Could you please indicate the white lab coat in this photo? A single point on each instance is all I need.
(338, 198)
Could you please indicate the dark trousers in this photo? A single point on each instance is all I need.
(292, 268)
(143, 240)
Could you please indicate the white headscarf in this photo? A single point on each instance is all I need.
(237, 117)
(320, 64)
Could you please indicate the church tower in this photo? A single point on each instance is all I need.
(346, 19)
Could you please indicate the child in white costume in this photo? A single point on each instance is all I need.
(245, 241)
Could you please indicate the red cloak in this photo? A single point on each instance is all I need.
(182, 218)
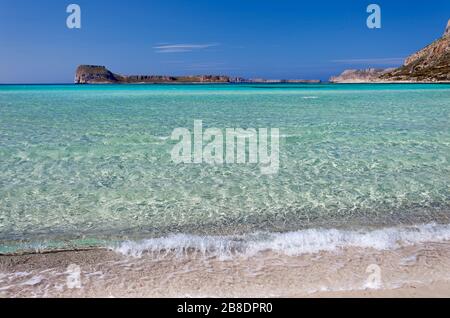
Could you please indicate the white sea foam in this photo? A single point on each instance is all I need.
(292, 243)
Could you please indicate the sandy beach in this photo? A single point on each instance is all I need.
(415, 271)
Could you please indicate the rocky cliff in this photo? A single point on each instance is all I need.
(429, 65)
(94, 74)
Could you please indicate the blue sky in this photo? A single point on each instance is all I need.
(249, 38)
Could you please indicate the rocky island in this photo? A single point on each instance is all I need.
(94, 74)
(429, 65)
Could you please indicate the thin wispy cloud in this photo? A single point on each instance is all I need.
(181, 48)
(373, 61)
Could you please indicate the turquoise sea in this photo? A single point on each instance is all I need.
(91, 165)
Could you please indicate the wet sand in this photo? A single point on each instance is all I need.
(416, 271)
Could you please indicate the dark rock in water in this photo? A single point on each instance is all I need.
(87, 74)
(359, 76)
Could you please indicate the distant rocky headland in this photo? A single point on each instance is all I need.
(429, 65)
(94, 74)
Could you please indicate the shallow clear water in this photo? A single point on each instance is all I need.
(92, 163)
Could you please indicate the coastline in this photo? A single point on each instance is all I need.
(415, 271)
(377, 264)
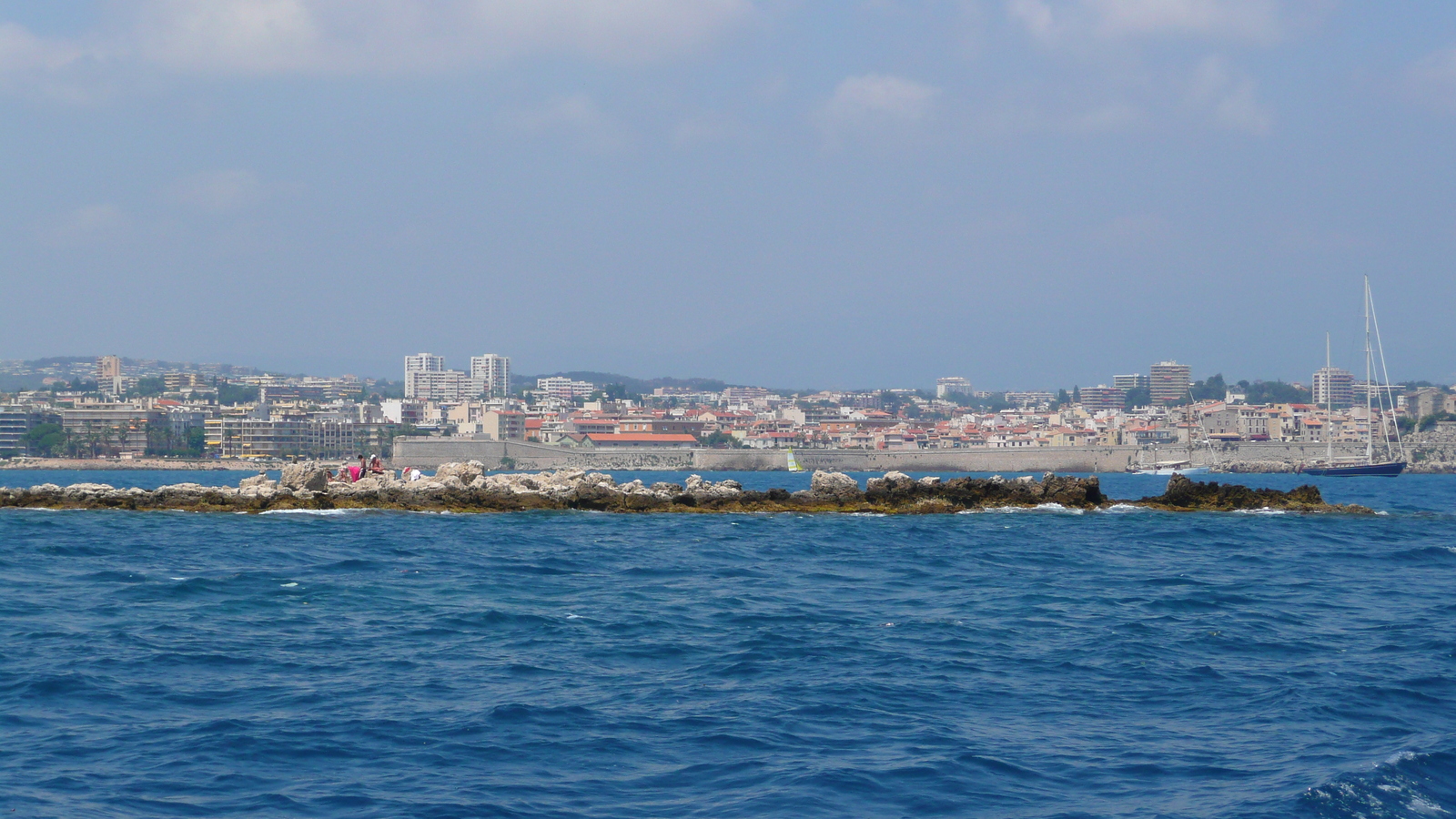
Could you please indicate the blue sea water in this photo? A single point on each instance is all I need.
(1030, 663)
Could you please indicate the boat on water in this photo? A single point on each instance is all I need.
(1392, 460)
(794, 464)
(1171, 468)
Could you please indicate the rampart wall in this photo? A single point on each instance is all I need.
(430, 452)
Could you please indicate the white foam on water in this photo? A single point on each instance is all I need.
(1041, 508)
(1423, 806)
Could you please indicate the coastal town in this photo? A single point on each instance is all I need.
(128, 410)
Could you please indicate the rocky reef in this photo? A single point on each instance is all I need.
(465, 487)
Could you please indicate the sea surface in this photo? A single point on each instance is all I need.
(584, 665)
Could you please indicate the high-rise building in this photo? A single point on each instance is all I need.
(1168, 382)
(1334, 385)
(953, 385)
(564, 388)
(1130, 382)
(1103, 397)
(108, 375)
(424, 363)
(494, 372)
(444, 385)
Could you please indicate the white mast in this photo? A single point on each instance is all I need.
(1369, 419)
(1330, 411)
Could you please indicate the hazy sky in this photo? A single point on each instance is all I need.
(1024, 193)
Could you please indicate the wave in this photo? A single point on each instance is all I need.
(1040, 508)
(1407, 785)
(319, 511)
(1125, 509)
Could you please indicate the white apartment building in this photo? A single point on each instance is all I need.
(953, 385)
(564, 388)
(1332, 383)
(1168, 382)
(424, 363)
(448, 385)
(494, 372)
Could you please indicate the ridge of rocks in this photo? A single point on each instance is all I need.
(466, 487)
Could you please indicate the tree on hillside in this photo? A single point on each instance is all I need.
(1212, 389)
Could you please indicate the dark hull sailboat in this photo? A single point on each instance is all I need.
(1358, 470)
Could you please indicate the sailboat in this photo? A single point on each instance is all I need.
(1176, 467)
(1394, 457)
(794, 465)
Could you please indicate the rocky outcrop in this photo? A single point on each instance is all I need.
(308, 475)
(829, 491)
(836, 487)
(259, 480)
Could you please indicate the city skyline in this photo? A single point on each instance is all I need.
(766, 193)
(497, 372)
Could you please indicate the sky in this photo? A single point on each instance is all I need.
(830, 194)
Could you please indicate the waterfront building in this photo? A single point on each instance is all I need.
(15, 423)
(1168, 382)
(1334, 385)
(106, 429)
(296, 438)
(494, 373)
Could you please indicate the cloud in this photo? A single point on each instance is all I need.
(1257, 21)
(376, 36)
(220, 191)
(577, 116)
(1056, 22)
(875, 102)
(1130, 232)
(1433, 79)
(1230, 98)
(84, 227)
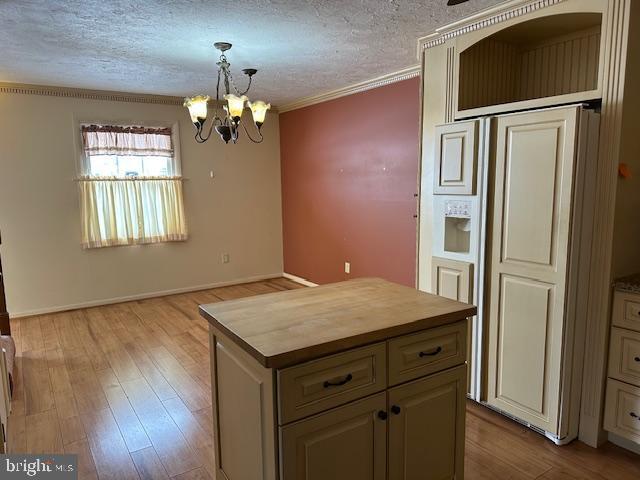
• • •
- _Exercise aim_: Reproduce the records from the line containing "Could you please indicate the blue sea" through the line containing "(1330, 411)", with "rampart wall" swapped for "harbor wall" and nothing else changed.

- _The result_:
Could you please indicate the blue sea water in this photo? A single point on each instance is all I need.
(1030, 663)
Could you please indicate the boat on water in this photo? A single point on each instance is all I need.
(1392, 460)
(794, 464)
(1171, 468)
Could you please indicate the harbor wall in this photo? A single point on each instance is all I need.
(430, 452)
Could you please indicate the white foam on water in this photo? A single point on each instance is all I need.
(1041, 508)
(1423, 806)
Could you please indicate the coastal town in this photo? A single point on each instance is all I need.
(128, 410)
Could you please indicate the rocky reef in this photo? A single point on each instance is all I need.
(465, 487)
Could you please indicate the sea surface in this photo? A single point on each instance is all I need.
(584, 665)
Could you please indicate the high-rise building in this photo? A single point on each instance is all I need.
(1168, 382)
(1334, 385)
(953, 385)
(564, 388)
(1130, 382)
(1103, 397)
(108, 375)
(424, 363)
(494, 372)
(444, 385)
Could you please indicate the white mast in this photo? A single point on each instance is all I need.
(1369, 419)
(1330, 411)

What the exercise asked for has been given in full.